▶ [Tareas del ejercicio]
• 1. Reproduce tal cual la parte del fragmento sobre los poemas de Myoe que empieza con las palabras que contienen "Elijo ese primer" y termina con "a la naturaleza.".
• 2. Escala los registros desde la línea que contiene "of the young" hasta la que contiene "point(443, 400)", ambas incluidas, y escribe solo esas líneas, con las peticiones incluidas. Multiplica por 1.3 cada coordenada de las respuestas y redondea a números enteros, con las mitades hacia arriba.

▶ [Fragmento]
-.-.-
Como hemos visto en la extensa introducción al
primero de los poemas de Myoe, la luna de invierno se convierte en compañera;
el corazón del monje, sumido en meditación sobre religión y filosofía, allá en
el Pabellón de la montaña, está ligado con una sutil correspondencia e
interacción con la luna; y a esto le canta el poeta.
Elijo ese primer poema, cuando me piden ejemplos de
mi escritura autógrafa, por su notable calidez y comunicación. Luna de
invierno, que sales y entras de las nubes, haciendo brillantes mis pasos al ir
y venir del Pabellón para meditar, y que haces que no tema el aullido del lobo,
¿no sientes que el viento te penetra, no te da frío la nieve? Elijo ese poema
porque habla del espíritu profundamente apacible y afectuoso del pueblo
japonés; es un canto, de honda y cálida devoción, al hombre y a la naturaleza.
-.-.-
▶ [Material del ejercicio]

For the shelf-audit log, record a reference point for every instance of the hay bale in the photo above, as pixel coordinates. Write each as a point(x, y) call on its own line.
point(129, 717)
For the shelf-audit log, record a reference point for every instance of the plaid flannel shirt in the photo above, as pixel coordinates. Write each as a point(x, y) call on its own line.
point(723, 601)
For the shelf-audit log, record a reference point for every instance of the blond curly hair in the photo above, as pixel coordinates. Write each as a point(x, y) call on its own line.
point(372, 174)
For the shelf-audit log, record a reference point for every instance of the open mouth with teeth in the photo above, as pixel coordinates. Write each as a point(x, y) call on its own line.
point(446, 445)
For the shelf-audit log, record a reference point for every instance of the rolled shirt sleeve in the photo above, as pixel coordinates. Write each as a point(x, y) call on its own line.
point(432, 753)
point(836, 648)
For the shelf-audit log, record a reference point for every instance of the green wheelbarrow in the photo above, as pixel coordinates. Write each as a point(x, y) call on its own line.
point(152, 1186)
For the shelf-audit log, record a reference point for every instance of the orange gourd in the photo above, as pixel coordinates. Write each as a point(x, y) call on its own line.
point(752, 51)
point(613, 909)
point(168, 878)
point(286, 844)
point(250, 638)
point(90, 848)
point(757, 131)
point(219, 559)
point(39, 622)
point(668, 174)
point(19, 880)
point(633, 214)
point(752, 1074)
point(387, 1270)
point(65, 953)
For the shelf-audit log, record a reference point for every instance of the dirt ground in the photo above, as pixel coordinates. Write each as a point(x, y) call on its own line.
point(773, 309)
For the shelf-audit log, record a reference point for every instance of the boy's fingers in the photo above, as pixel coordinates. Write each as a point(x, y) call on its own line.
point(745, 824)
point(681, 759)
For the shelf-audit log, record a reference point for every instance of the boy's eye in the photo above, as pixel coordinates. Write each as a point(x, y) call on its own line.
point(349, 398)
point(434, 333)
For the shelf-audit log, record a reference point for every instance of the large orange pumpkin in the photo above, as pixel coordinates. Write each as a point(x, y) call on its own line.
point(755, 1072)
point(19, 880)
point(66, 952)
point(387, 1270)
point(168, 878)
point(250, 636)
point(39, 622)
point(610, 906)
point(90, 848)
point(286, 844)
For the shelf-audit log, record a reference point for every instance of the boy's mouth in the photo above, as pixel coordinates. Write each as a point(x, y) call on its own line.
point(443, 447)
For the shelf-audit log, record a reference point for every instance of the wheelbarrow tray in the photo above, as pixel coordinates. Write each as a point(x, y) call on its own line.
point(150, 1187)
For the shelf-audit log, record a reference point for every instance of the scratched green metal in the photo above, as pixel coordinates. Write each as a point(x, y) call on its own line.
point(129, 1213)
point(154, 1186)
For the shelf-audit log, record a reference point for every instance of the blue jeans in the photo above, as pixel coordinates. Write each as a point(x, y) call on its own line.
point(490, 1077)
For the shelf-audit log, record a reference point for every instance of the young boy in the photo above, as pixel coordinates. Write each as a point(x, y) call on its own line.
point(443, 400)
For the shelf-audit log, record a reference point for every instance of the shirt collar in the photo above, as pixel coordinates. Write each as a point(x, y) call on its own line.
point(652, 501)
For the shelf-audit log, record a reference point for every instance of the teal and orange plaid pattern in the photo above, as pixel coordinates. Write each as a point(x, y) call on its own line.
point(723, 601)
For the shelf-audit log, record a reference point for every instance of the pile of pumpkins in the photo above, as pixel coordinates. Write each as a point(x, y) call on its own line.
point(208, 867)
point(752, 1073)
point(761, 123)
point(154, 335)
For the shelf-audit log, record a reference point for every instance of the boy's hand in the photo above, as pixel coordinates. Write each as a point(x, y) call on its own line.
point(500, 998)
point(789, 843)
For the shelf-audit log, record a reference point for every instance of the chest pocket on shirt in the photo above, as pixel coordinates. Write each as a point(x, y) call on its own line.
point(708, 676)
-.-.-
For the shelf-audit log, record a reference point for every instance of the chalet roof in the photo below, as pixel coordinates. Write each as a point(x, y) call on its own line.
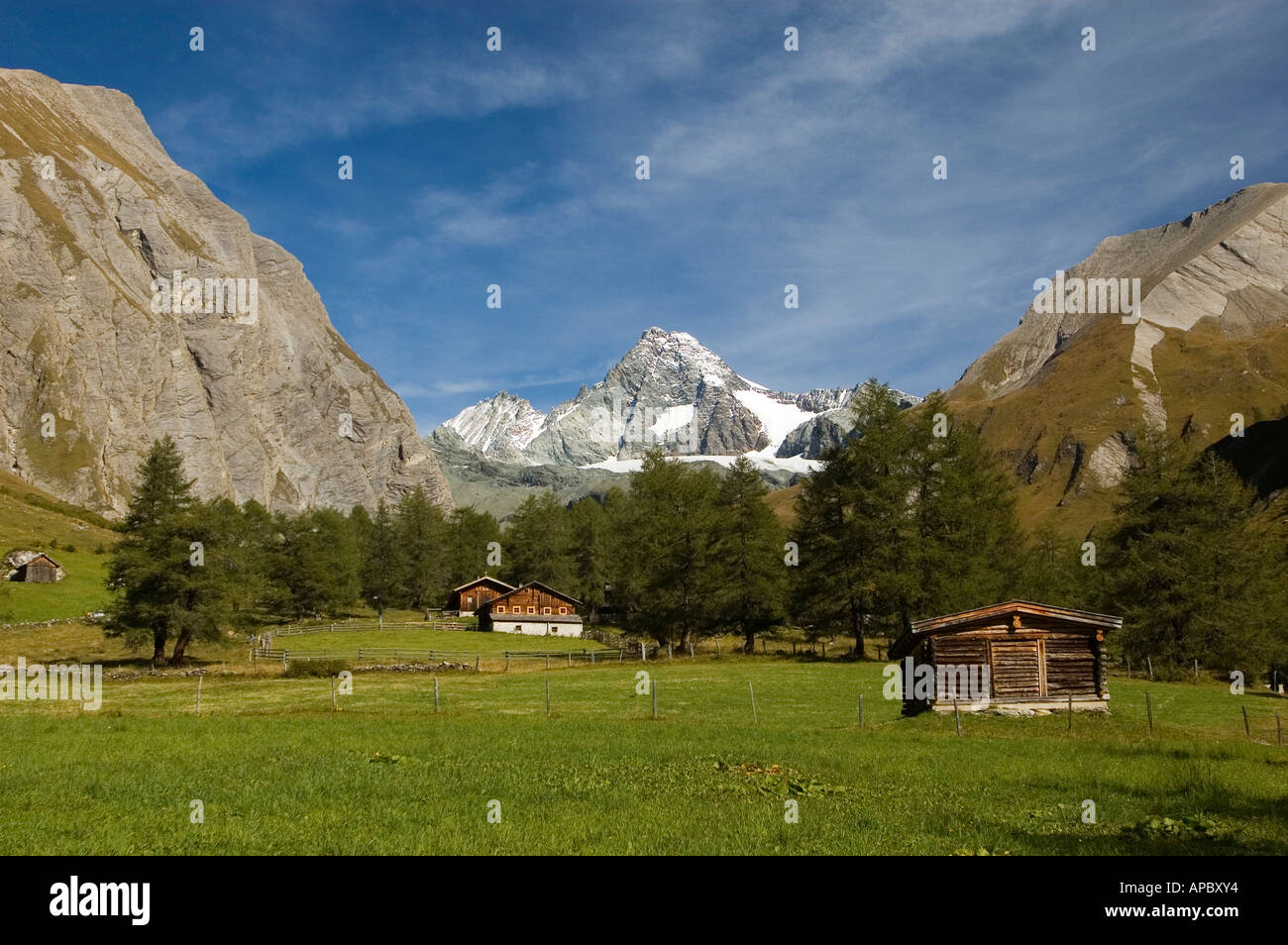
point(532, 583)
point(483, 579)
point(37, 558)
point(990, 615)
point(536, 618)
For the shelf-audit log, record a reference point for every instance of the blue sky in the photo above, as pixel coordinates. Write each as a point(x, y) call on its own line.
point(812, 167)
-.-.-
▶ [Respuestas escritas]
• 1.
Elijo ese primer poema, cuando me piden ejemplos de
mi escritura autógrafa, por su notable calidez y comunicación. Luna de
invierno, que sales y entras de las nubes, haciendo brillantes mis pasos al ir
y venir del Pabellón para meditar, y que haces que no tema el aullido del lobo,
¿no sientes que el viento te penetra, no te da frío la nieve? Elijo ese poema
porque habla del espíritu profundamente apacible y afectuoso del pueblo
japonés; es un canto, de honda y cálida devoción, al hombre y a la naturaleza.

• 2.
For the shelf-audit log, record a reference point for every instance of the young boy in the photo above, as pixel coordinates. Write each as a point(x, y) call on its own line.
point(576, 520)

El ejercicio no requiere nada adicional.